Le Journal de Gottfried Mauser a d'abord été publié en quatre épisodes dans le journal Le Temps des 16, 19, 25 décembre 1915 et du 1er janvier 1916. La version du livre, plus longue et définitive, a été éditée aux éditions Ollendorff en juin 1916.
Les Contes de guerre pour Jean-Pierre paraissent, à la Librairie Berger-Levrault le 20 avril 1918. Ces deux publications encadrent pratiquement la durée de la Grande Guerre et forment une contribution significative d’Emile Moselly à l’effort de guerre et à la narration de son histoire.
Le journal de Gottfried Mauser (1915) et les Contes de Guerre pour Jean-Pierre (1918) ne sont pas ses seuls écrits "de guerre" ou sur la guerre. E. Moselly publiera plusieurs nouvelles entre 1915 et 1918 : Canons de Lorraine (La Revue Bleue, 1915), Simple aveu (Le temps, 1915), Le crime de l'Allemagne (La Revue Bleue, 1917), Nausicaa (La revue des Deux Mondes, 1919), Prières pour nos morts (Revue France, 1918) et Bautru, soldat (La France Nouvelle, 1918). Toutes ces nouvelles sont précédées de Dernier séjour en Lorraine datant de 1914 (publié par le Pays Lorrain, à titre posthume, en 1931) (1) comme si E. Moselly renonçait à écrire sur sa terre natale et ses habitants, sur ce coin de Lorraine animé des vibrations des feuillages, des lumières et des parfums tout au long des boucles de la Moselle qu’il aime observer et raconter. Tous ses écrits à partir de 1914 traduisent son grand désarroi face à la guerre qui se concrétise alors.
Avec Le Journal de Gottfried Mauser, il nous fait entrer dans le quotidien d'un allemand, professeur de musique raffiné, pétri de culture romantique et animé de valeurs supérieures, enrôlé pour combattre dans les rangs de l’armée du Kronprinz et qui se révèle, au fur et à mesure de l’avancée des troupes allemandes à travers la Belgique jusqu'à l'arrivée en France, un acteur impitoyable des plus monstrueuses atrocités commises alors. E. Moselly ne décrit pas des faits de guerre, il raconte la barbarie qui se déchaine contre les civils. L’abondance des détails et le réalisme des situations décrites forment une dénonciation véhémente des crimes de guerre. C’est ce qui donne toute sa valeur à cette contribution. J. Ernest-Charles dira : "M. Emile Moselly a voulu écrire le roman de la férocité allemande ; mais ce roman, c'est, à très peu de choses près, de l'histoire." (2).

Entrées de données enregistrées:
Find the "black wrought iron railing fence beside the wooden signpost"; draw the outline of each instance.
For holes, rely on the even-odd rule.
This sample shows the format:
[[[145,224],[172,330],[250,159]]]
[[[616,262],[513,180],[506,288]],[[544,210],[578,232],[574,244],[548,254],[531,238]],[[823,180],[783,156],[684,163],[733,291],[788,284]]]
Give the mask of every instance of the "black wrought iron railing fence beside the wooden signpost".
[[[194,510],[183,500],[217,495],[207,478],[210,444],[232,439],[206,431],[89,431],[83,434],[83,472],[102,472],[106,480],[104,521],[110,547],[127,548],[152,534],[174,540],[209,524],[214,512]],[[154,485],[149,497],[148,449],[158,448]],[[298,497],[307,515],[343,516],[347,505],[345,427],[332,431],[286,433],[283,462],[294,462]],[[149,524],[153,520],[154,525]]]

---

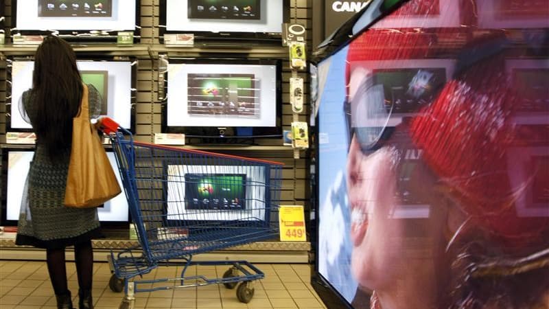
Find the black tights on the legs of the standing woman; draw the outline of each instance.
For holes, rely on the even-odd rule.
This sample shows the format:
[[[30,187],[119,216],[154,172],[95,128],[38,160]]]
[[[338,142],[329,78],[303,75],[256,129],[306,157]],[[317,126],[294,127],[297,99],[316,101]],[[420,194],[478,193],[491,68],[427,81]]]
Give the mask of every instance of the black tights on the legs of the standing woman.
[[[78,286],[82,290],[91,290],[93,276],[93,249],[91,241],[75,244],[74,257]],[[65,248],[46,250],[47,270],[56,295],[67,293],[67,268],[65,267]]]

...

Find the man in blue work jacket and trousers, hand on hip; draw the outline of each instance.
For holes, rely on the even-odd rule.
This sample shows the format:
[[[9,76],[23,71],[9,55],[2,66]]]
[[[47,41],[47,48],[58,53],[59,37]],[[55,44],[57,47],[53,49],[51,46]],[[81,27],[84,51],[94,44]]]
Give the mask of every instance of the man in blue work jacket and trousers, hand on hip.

* Énoncé de la tâche
D'après le texte sur les écrits de guerre d'Emile Moselly, chez quel éditeur et à quelle date la version définitive du Journal de Gottfried Mauser a-t-elle paru ?

* Réponse attendue
Aux éditions Ollendorff, en juin 1916.